● What is asked: The records that follow are to be repeated without alteration.

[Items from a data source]
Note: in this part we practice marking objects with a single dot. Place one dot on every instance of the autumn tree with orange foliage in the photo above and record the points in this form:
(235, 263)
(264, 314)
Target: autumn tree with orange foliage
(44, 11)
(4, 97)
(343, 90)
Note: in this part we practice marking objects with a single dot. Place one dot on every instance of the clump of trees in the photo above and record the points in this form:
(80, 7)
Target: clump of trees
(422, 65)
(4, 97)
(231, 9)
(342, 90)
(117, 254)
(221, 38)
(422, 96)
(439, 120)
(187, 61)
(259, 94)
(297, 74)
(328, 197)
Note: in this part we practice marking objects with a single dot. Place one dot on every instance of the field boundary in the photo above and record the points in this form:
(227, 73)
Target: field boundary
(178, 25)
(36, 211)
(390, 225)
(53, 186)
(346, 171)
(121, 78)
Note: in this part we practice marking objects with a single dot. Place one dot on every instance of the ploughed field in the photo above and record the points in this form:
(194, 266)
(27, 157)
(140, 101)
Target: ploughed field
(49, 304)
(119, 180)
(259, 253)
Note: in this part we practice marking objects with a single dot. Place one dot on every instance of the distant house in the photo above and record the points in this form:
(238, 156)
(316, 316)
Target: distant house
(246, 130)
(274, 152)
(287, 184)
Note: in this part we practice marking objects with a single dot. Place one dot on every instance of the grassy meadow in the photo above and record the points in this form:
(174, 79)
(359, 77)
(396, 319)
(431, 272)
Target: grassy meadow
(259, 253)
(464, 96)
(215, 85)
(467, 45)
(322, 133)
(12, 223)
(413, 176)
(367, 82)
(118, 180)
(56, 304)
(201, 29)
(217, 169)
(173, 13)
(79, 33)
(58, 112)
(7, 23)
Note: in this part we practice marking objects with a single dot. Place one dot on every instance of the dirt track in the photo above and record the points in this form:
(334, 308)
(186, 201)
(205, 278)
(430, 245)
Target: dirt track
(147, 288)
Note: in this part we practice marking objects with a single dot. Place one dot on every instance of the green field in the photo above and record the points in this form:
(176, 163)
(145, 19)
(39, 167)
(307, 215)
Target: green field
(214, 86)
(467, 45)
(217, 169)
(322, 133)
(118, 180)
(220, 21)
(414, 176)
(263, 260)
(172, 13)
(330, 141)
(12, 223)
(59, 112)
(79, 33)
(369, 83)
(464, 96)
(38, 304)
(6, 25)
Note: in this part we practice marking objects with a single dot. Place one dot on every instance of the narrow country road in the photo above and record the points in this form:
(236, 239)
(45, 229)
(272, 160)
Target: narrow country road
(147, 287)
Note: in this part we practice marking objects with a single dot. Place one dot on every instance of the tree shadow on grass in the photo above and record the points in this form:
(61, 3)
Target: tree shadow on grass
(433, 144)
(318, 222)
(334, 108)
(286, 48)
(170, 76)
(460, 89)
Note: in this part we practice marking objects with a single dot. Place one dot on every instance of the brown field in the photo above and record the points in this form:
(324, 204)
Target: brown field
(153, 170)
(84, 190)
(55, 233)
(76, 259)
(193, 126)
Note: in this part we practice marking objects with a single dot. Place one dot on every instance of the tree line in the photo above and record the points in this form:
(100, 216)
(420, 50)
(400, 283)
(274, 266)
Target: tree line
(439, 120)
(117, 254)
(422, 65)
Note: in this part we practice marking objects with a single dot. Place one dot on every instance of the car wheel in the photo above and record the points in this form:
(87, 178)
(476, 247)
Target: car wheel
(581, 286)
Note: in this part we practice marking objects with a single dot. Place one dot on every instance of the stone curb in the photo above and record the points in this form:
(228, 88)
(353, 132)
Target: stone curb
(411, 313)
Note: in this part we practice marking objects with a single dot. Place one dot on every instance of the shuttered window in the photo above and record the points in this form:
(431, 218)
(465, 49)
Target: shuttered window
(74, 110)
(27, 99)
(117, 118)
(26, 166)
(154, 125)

● Answer below:
Note: in this part we practice marking objects with a single dot. Place one dot on every instance of the autumn tree with orange foliage in the photo above and record the points in this form:
(235, 263)
(264, 314)
Target: autumn tree with orange foliage
(44, 11)
(4, 97)
(343, 90)
Note: in this part we practice marking objects with a single dot. Place one dot on every instance of the clump of trees in the photo above and record the points in this form:
(80, 7)
Target: clump of trees
(422, 65)
(4, 97)
(231, 9)
(342, 90)
(117, 254)
(221, 38)
(422, 96)
(439, 120)
(187, 61)
(259, 94)
(297, 74)
(328, 197)
Note: in this part we practice marking objects with a single dot. Place one dot on every instance of the field boundary in the photo above and record the points in this form:
(227, 73)
Target: field boundary
(178, 25)
(36, 211)
(390, 225)
(53, 186)
(346, 171)
(121, 78)
Note: in this part we practice marking objects with a single dot. Place one dot on every instance of the ploughed field in the photo above and record the points in this form:
(194, 266)
(27, 157)
(140, 101)
Target: ploughed field
(49, 304)
(119, 180)
(259, 253)
Note: in this part we practice marking objects with a single dot. Place one dot on every instance of the distant house in the photo above and record the points in this form:
(238, 156)
(316, 316)
Target: distant house
(246, 130)
(274, 152)
(287, 184)
Note: in this part we practice marking objects with a single dot. Place one dot on every instance of the grassy meadow in the photo above and record the points in this form:
(174, 79)
(359, 77)
(396, 319)
(431, 272)
Target: grassy meadow
(259, 253)
(464, 96)
(215, 85)
(467, 45)
(322, 133)
(12, 223)
(413, 176)
(367, 82)
(118, 180)
(56, 304)
(201, 29)
(217, 169)
(173, 13)
(79, 33)
(58, 112)
(7, 23)
Note: in this part we practice marking objects with a single dot. Place one dot on every instance of the dirt track in the photo above and record the points in this form:
(334, 308)
(186, 201)
(205, 278)
(430, 245)
Target: dirt track
(147, 288)
Note: in this part we practice marking objects with a single dot. Place one dot on every instance of the green field in the photo above and record the points in this form:
(176, 163)
(145, 19)
(39, 167)
(307, 215)
Target: green field
(214, 86)
(467, 45)
(217, 169)
(322, 133)
(118, 180)
(220, 21)
(414, 176)
(263, 260)
(172, 13)
(330, 141)
(12, 223)
(59, 112)
(79, 33)
(369, 83)
(464, 96)
(38, 304)
(6, 25)
Note: in this part we practice marking objects with a single dot. Place one dot on every instance of the narrow country road in the photo above and record the points in this form:
(236, 239)
(45, 229)
(272, 160)
Target: narrow country road
(147, 287)
Note: in this part we practice marking objects with a single dot. Place one dot on every instance of the tree shadow on grass in the photo above and record the points in this form:
(61, 3)
Target: tree shadow on grass
(433, 144)
(318, 222)
(334, 108)
(286, 48)
(170, 76)
(460, 89)
Note: in this part we practice marking objects with a single dot. Place one dot on every instance of the brown field in the photo above and record the points in this form:
(324, 204)
Target: brown field
(153, 170)
(84, 190)
(55, 233)
(76, 259)
(193, 126)
Note: in this part we practice marking objects with a single dot. Place one dot on every instance of the tree line in the photo above and record the points in this form:
(100, 216)
(420, 50)
(400, 283)
(274, 266)
Target: tree line
(439, 120)
(117, 254)
(422, 65)
Note: in this part we practice marking objects with a single dot. Place one dot on every instance of the car wheel in the photo above and record the points in this form:
(87, 178)
(476, 247)
Target: car wheel
(581, 286)
Note: in this part we practice marking objects with a single dot. Place one dot on every instance of the stone curb in the photo above and record the points in this form:
(228, 88)
(353, 132)
Target: stone curb
(411, 313)
Note: in this part we practice marking objects with a single dot. Place one dot on every instance of the shuttered window in the photo above and record the points in this form:
(431, 218)
(465, 49)
Target: shuttered window
(74, 110)
(27, 99)
(117, 118)
(26, 166)
(154, 125)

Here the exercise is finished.